==== Dataset records ====
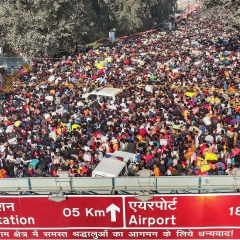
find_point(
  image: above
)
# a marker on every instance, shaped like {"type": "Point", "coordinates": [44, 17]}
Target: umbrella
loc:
{"type": "Point", "coordinates": [46, 115]}
{"type": "Point", "coordinates": [75, 126]}
{"type": "Point", "coordinates": [11, 109]}
{"type": "Point", "coordinates": [104, 139]}
{"type": "Point", "coordinates": [53, 135]}
{"type": "Point", "coordinates": [17, 123]}
{"type": "Point", "coordinates": [51, 78]}
{"type": "Point", "coordinates": [102, 80]}
{"type": "Point", "coordinates": [9, 129]}
{"type": "Point", "coordinates": [209, 138]}
{"type": "Point", "coordinates": [99, 135]}
{"type": "Point", "coordinates": [214, 120]}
====
- Activity: Write the records out again exactly as shown above, keeping no pictures.

- Answer to the problem:
find_point(
  image: above
)
# a marker on every instance, shaped like {"type": "Point", "coordinates": [44, 17]}
Target: umbrella
loc:
{"type": "Point", "coordinates": [46, 115]}
{"type": "Point", "coordinates": [75, 126]}
{"type": "Point", "coordinates": [11, 109]}
{"type": "Point", "coordinates": [104, 139]}
{"type": "Point", "coordinates": [53, 135]}
{"type": "Point", "coordinates": [17, 123]}
{"type": "Point", "coordinates": [51, 78]}
{"type": "Point", "coordinates": [102, 80]}
{"type": "Point", "coordinates": [9, 129]}
{"type": "Point", "coordinates": [209, 138]}
{"type": "Point", "coordinates": [99, 135]}
{"type": "Point", "coordinates": [214, 120]}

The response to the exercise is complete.